**What the exercise asks**.
From the first line through the one containing "box: [269, 180, 282, 207]", restate the listing word for word, and give no other lines.

**Given records**.
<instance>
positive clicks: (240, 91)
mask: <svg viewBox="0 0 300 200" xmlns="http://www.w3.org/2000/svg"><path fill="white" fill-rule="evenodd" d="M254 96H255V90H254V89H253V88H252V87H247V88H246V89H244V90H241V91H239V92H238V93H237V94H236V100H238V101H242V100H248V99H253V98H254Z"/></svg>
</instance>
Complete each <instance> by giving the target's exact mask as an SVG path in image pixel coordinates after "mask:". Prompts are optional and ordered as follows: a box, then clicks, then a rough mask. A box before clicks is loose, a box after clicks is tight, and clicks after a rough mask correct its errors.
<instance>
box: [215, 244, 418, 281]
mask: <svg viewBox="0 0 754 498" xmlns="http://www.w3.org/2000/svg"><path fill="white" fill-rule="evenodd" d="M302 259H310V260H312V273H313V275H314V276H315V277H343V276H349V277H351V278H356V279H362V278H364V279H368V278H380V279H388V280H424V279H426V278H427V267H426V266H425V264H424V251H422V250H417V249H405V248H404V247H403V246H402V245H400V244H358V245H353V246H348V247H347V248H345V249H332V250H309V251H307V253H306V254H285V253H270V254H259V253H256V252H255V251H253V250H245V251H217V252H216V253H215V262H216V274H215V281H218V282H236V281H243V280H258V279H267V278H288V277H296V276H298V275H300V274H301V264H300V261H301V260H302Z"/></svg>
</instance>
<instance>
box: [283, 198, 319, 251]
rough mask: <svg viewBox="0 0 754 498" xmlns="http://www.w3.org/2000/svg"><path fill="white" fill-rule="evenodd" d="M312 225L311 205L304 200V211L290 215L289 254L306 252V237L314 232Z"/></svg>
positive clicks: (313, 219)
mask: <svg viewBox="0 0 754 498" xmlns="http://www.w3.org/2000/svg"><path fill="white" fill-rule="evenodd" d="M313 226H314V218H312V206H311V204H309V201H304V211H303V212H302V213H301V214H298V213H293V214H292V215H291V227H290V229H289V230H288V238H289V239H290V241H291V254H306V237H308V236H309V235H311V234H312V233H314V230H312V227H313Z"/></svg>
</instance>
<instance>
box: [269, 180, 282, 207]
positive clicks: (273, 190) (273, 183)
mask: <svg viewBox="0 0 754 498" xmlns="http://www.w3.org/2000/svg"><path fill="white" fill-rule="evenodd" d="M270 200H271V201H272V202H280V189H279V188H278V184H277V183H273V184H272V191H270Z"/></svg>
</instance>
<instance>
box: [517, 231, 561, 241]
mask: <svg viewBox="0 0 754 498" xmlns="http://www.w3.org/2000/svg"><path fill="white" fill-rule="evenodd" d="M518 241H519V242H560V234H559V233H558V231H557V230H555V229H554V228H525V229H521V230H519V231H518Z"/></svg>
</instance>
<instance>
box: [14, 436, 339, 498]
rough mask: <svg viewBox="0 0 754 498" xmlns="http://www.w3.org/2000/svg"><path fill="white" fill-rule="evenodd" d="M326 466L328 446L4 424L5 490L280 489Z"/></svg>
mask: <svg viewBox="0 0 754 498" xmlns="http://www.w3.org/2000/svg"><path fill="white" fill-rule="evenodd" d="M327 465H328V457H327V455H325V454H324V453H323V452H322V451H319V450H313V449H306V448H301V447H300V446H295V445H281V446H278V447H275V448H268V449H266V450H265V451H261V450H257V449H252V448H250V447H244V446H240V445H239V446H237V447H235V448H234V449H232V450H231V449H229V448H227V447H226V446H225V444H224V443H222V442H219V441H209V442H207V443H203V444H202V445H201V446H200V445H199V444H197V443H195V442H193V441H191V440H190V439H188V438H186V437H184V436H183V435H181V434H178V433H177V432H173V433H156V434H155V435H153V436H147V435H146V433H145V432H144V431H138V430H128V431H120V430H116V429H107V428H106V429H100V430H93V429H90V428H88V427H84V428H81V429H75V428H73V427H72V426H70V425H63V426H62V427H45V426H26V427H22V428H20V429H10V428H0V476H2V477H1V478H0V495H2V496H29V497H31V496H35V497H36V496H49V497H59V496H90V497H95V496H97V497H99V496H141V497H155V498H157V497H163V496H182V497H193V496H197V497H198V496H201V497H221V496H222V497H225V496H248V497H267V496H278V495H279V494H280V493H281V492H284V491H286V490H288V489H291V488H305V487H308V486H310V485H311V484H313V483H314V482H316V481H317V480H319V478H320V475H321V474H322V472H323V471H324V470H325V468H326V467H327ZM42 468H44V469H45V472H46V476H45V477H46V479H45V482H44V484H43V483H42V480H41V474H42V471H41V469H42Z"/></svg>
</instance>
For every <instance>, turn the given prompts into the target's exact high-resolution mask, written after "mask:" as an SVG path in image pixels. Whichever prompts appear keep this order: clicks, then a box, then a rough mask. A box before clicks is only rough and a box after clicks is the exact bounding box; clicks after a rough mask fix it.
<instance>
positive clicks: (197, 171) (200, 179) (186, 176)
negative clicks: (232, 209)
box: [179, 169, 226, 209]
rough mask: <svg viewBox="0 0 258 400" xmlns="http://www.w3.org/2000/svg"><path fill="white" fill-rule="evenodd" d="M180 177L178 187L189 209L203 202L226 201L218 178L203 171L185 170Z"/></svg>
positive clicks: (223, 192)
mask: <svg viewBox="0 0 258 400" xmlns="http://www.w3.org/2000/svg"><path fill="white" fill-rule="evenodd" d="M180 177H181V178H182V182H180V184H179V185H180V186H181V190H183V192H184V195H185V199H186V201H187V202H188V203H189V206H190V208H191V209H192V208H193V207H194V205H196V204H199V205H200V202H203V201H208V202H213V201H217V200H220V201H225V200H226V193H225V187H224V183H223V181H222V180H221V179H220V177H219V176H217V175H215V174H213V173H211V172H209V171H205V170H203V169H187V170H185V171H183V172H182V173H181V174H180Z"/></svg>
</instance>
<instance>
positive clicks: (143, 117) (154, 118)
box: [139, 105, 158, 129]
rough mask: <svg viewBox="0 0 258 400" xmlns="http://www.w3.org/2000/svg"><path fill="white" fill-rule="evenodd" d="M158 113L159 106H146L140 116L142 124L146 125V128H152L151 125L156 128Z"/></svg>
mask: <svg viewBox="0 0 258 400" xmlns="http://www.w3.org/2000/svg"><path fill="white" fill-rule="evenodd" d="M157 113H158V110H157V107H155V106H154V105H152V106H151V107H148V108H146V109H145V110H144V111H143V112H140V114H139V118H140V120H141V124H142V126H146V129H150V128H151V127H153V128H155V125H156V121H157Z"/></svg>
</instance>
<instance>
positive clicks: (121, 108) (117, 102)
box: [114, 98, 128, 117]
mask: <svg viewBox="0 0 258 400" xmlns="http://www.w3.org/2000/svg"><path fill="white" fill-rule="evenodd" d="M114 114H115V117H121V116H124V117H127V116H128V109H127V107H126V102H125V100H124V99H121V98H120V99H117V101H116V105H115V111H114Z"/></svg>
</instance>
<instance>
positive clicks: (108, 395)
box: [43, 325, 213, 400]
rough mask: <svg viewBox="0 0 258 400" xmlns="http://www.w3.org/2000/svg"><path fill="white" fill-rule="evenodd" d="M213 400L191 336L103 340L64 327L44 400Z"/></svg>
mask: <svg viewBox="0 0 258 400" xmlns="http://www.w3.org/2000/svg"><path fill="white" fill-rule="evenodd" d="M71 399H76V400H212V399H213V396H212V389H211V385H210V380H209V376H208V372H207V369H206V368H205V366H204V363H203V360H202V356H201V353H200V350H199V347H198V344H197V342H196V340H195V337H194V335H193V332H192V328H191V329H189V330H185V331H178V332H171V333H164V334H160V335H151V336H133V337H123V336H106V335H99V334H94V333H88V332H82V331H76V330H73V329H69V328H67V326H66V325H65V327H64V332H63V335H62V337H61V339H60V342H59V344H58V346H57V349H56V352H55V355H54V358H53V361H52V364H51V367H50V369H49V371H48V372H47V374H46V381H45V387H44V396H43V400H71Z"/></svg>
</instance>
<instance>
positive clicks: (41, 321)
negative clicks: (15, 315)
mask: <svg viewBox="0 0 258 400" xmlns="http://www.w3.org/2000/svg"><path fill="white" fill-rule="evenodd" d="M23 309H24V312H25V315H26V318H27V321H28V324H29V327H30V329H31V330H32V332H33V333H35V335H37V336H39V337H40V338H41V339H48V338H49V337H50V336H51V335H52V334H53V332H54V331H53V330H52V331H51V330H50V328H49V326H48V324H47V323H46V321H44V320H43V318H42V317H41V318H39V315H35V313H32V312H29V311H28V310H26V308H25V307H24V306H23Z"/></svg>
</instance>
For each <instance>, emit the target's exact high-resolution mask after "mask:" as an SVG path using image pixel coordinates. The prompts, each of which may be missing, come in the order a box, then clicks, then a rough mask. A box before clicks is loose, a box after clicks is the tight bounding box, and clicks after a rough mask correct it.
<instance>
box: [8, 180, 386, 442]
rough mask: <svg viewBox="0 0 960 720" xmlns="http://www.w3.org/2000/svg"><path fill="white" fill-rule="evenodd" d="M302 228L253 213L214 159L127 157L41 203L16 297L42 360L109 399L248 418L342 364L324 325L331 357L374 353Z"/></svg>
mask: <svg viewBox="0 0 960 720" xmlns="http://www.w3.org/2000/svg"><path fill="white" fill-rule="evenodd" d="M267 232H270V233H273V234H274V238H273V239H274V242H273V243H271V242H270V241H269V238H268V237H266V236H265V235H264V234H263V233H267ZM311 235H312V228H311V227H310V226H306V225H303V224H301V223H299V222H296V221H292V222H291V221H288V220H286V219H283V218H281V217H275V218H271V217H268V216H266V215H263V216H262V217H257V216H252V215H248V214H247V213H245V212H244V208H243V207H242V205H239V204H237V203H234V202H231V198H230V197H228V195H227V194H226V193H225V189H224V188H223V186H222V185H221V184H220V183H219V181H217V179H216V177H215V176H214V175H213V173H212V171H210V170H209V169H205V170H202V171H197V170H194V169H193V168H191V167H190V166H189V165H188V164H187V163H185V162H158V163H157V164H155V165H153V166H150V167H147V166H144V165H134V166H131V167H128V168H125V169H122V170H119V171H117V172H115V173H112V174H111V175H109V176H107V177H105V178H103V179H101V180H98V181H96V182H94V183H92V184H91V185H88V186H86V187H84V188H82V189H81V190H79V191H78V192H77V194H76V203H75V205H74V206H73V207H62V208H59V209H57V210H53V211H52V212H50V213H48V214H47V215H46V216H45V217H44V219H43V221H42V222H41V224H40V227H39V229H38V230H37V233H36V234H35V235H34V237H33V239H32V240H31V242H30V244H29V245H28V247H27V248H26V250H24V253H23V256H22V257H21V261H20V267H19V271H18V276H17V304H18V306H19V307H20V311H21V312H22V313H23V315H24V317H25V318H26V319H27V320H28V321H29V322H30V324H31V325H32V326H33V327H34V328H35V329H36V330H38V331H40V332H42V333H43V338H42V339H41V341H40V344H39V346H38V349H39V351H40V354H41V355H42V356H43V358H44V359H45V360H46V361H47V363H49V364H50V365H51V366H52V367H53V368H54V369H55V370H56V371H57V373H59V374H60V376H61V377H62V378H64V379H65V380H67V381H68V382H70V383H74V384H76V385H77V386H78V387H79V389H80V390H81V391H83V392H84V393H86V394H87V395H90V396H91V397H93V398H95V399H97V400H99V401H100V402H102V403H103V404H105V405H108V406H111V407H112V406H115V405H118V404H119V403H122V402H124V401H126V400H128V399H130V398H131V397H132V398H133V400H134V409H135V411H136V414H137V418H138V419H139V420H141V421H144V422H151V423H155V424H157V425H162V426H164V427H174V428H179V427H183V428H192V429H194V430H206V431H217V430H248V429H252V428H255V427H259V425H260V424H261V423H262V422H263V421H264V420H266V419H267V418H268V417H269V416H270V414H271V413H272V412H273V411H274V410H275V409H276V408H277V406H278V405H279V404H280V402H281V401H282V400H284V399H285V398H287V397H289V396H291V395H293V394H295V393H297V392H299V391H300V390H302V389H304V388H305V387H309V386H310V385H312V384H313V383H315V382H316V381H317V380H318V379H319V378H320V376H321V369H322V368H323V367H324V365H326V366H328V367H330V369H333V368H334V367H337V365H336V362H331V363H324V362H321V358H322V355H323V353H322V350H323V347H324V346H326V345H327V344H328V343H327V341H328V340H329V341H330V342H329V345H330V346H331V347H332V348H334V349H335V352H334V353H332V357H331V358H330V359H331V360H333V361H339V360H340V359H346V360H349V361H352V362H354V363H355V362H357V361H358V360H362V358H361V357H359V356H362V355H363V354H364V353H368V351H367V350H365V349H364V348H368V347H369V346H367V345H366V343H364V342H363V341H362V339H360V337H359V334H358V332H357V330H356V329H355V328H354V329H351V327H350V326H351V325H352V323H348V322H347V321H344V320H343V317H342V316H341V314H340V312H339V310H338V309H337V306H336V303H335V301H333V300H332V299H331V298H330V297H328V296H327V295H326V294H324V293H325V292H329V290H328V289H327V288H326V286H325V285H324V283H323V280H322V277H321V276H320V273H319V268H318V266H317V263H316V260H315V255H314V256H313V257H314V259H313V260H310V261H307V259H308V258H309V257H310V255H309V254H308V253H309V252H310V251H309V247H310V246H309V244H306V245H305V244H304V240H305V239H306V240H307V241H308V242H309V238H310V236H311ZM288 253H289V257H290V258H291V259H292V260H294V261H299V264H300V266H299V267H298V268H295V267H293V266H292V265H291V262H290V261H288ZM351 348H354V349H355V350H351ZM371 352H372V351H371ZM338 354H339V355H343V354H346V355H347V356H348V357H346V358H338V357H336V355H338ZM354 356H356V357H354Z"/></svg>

**Task output**.
<instance>
positive clicks: (240, 91)
mask: <svg viewBox="0 0 300 200" xmlns="http://www.w3.org/2000/svg"><path fill="white" fill-rule="evenodd" d="M254 96H255V90H254V89H253V88H252V87H247V88H246V89H244V90H241V91H239V92H238V93H237V94H236V100H238V101H242V100H248V99H253V98H254Z"/></svg>
</instance>
Complete each <instance> by giving the target's exact mask as an SVG path in image pixel coordinates after "mask:". Prompts are optional and ordered as follows: a box, then clicks, then a rough mask. A box before clicks is loose, a box after clicks is tight, and clicks after a rough mask correct its errors.
<instance>
box: [215, 244, 418, 281]
mask: <svg viewBox="0 0 754 498" xmlns="http://www.w3.org/2000/svg"><path fill="white" fill-rule="evenodd" d="M302 259H310V260H312V273H313V275H314V276H315V277H343V276H349V277H351V278H356V279H362V278H364V279H368V278H380V279H388V280H424V279H426V278H427V267H426V266H425V264H424V251H422V250H417V249H405V248H404V247H403V246H402V245H400V244H358V245H353V246H348V247H347V248H345V249H332V250H309V251H307V253H306V254H285V253H270V254H259V253H256V252H255V251H253V250H245V251H217V252H216V253H215V262H216V274H215V281H218V282H236V281H243V280H258V279H267V278H288V277H296V276H298V275H300V274H301V264H300V261H301V260H302Z"/></svg>
</instance>
<instance>
box: [283, 198, 319, 251]
rough mask: <svg viewBox="0 0 754 498" xmlns="http://www.w3.org/2000/svg"><path fill="white" fill-rule="evenodd" d="M312 225L311 205L304 200V211L290 215L289 254L306 252V237L314 232Z"/></svg>
positive clicks: (313, 219)
mask: <svg viewBox="0 0 754 498" xmlns="http://www.w3.org/2000/svg"><path fill="white" fill-rule="evenodd" d="M313 226H314V218H312V206H311V204H309V201H304V211H303V212H302V213H301V214H298V213H293V214H292V215H291V227H290V229H289V230H288V238H289V239H290V241H291V254H306V237H308V236H309V235H311V234H312V233H314V230H312V227H313Z"/></svg>
</instance>
<instance>
box: [269, 180, 282, 207]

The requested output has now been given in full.